__页面摘录__:

┄┄┄┄┄┄

Grafana 还能这么玩？性能监控 + 网络监控可视化（点亮地球）-Tech • VPS • Network vlx@tech

目标：
用 1 台 Master VPS + 多台 Agent VPS，构建一个可以 同时监控服务器资源 + 全国三网延迟 / 丢包 的完整监控体系。

一、整体架构说明（先搞清楚你在做什么）

在开始动手前，先用一句话说明这个系统在干嘛：

Master VPS 负责“收集 + 画图”，Agent VPS 负责“执行探测”

📌 架构角色说明

角色	数量	作用
Master VPS	1台运行	Prometheus + Grafana + Blackbox，用来集中采集和展示
Agent VPS	多台	分布在不同地域，负责 Ping / TCP / HTTP 探测
Node Exporter	每台都有	采集 CPU / 内存 / 网络 / 磁盘
Blackbox Exporter	每台都有	执行 Ping / TCP / HTTP 探测

📊 最终你能看到什么？

✅ 10 台服务器 CPU / 内存 / 流量一览
✅ 不同地区 → 北京 / 上海 / 广州 / 深圳三网延迟
✅ 国际目标（Google / Cloudflare）连通质量
✅ 丢包率、RTT 抖动趋势

二、第一阶段：所有服务器统一安装 Docker

⚠️ 下面步骤：10 台服务器全部都要做

1. 获取 root 权限

sudo -i

(如果已经是 # 号开头，忽略此步)
2. 安装 Docker & Docker Compose

curl -fsSL https://get.docker.com | bash
systemctl enable --now docker

3. 创建工作目录

mkdir -p /opt/monitor/config

第二阶段：配置其他VPS被控端 (Agent)

请在除了 Master VPS以外的其他VPS机器上，重复执行以下步骤。

1. 写入黑盒探测配置 复制下面整段代码，粘贴到终端回车：

cat > /opt/monitor/config/blackbox.yml <<EOF
modules:
  http_2xx:
    prober: http
    timeout: 5s
  icmp:
    prober: icmp
    timeout: 5s
    icmp:
      preferred_ip_protocol: "ip4"
  tcp_connect:
    prober: tcp
    timeout: 5s
EOF

📌 这个文件定义了 Agent 能执行哪些探测类型：

icmp：Ping（最重要）
http_2xx：HTTP 可用性
tcp_connect：端口连通性

2. 写入启动文件 复制下面整段代码，粘贴到终端回车：

cat > /opt/monitor/docker-compose.yml <<EOF
services:
  # 汇报 CPU/内存
  node_exporter:
    image: prom/node-exporter:latest
    container_name: node_exporter
    ports:
      - "9100:9100"

┄┄┄┄┄┄

标注点记录
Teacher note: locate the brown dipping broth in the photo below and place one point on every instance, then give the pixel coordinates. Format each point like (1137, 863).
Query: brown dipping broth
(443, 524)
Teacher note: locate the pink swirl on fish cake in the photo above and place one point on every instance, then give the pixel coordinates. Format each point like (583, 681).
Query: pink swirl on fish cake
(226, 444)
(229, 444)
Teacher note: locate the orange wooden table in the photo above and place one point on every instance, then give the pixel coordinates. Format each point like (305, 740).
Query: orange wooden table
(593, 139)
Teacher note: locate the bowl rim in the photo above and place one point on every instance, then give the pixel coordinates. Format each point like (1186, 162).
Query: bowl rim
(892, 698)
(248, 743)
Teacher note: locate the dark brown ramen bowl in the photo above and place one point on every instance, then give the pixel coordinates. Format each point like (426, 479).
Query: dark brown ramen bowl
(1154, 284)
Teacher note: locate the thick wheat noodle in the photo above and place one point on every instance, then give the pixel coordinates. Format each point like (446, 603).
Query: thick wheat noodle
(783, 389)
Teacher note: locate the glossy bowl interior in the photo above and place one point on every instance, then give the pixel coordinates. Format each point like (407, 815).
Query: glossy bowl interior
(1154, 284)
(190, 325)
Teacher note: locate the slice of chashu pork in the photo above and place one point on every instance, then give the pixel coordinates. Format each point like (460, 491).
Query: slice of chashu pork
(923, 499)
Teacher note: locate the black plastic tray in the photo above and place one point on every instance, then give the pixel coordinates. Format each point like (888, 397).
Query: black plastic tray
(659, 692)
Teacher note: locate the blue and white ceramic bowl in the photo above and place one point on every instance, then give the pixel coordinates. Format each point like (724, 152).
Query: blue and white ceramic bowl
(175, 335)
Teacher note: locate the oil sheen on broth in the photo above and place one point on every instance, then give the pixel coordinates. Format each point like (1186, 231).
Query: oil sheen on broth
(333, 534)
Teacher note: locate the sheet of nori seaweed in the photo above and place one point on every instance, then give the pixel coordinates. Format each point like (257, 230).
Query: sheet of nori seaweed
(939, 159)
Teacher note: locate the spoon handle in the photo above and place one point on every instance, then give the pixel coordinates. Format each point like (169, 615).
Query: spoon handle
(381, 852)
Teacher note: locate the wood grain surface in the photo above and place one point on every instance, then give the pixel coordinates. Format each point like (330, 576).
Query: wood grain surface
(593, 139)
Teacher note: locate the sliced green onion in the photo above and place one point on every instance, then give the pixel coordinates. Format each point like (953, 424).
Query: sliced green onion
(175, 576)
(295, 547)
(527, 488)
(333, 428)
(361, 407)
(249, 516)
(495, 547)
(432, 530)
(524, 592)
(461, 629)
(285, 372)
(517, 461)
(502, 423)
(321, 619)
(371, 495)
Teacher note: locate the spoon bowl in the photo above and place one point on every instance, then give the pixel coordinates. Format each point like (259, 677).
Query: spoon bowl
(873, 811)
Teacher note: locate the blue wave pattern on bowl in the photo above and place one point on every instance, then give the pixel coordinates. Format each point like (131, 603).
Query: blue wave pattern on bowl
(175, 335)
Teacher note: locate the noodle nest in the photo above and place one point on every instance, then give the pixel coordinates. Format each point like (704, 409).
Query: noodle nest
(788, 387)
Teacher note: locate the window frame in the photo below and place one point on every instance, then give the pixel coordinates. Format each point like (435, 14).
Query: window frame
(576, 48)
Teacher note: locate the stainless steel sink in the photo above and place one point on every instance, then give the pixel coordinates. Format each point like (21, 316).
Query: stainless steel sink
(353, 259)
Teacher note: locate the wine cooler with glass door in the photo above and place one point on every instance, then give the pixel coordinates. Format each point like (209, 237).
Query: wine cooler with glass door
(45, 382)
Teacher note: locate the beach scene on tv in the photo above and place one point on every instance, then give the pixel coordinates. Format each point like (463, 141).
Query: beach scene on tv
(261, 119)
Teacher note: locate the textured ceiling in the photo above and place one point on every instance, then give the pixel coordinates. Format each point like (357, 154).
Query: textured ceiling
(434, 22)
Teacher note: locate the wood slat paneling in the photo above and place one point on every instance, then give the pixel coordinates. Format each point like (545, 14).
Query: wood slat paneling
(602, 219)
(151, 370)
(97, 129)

┄┄┄┄┄┄

__任务要求__:
[1] 请将 Grafana 监控教程中以含有“2. 安装 Docker”的文字开头、以“第二阶段：配置其他VPS被控端 (Agent)”结尾的部分逐字重新打出来。
[2] 根据 Grafana 监控教程回答：
(a) 第一阶段创建的工作目录路径是什么？
(b) 在 blackbox.yml 定义的探测类型中，哪一种被标为最重要？
(c) 启动文件中 node_exporter 使用的镜像是什么？
[3] 从 Grafana 监控教程停下的地方接着往下写。
这些记录在此不起任何作用。

__依次作答__:
[1]
2. 安装 Docker & Docker Compose

curl -fsSL https://get.docker.com | bash
systemctl enable --now docker

3. 创建工作目录

mkdir -p /opt/monitor/config

第二阶段：配置其他VPS被控端 (Agent)

[2]
(a) /opt/monitor/config
(b) icmp（Ping）
(c) prom/node-exporter:latest

[3]
    restart: always

  # 执行 Ping 任务
  blackbox_exporter:
    image: prom/blackbox-exporter:master
    container_name: blackbox_exporter
    ports:
      - "9115:9115"
    volumes:
      - ./config/blackbox.yml:/etc/blackbox_exporter/config.yml
    cap_add:
      - NET_RAW
    restart: always
EOF

⚠️ NET_RAW 是 Ping 必须的权限，否则 ICMP 会失败。

3. 启动服务

cd /opt/monitor
docker compose up -d

看到以下两个容器启动即可：

node_exporter
blackbox_exporter
👉 请在其他 VPS上全部完成以上步骤

⚠️ 重要防火墙设置：请务必在腾讯云/阿里云/AWS 等后台的安全组中，放行 9100 和 9115 端口（TCP），或者其他VPS中放行端口。
否则 Master VPS会抓不到数据。

第三阶段：配置 Master 主控端

请在剩下的那Master主控端服务器上操作。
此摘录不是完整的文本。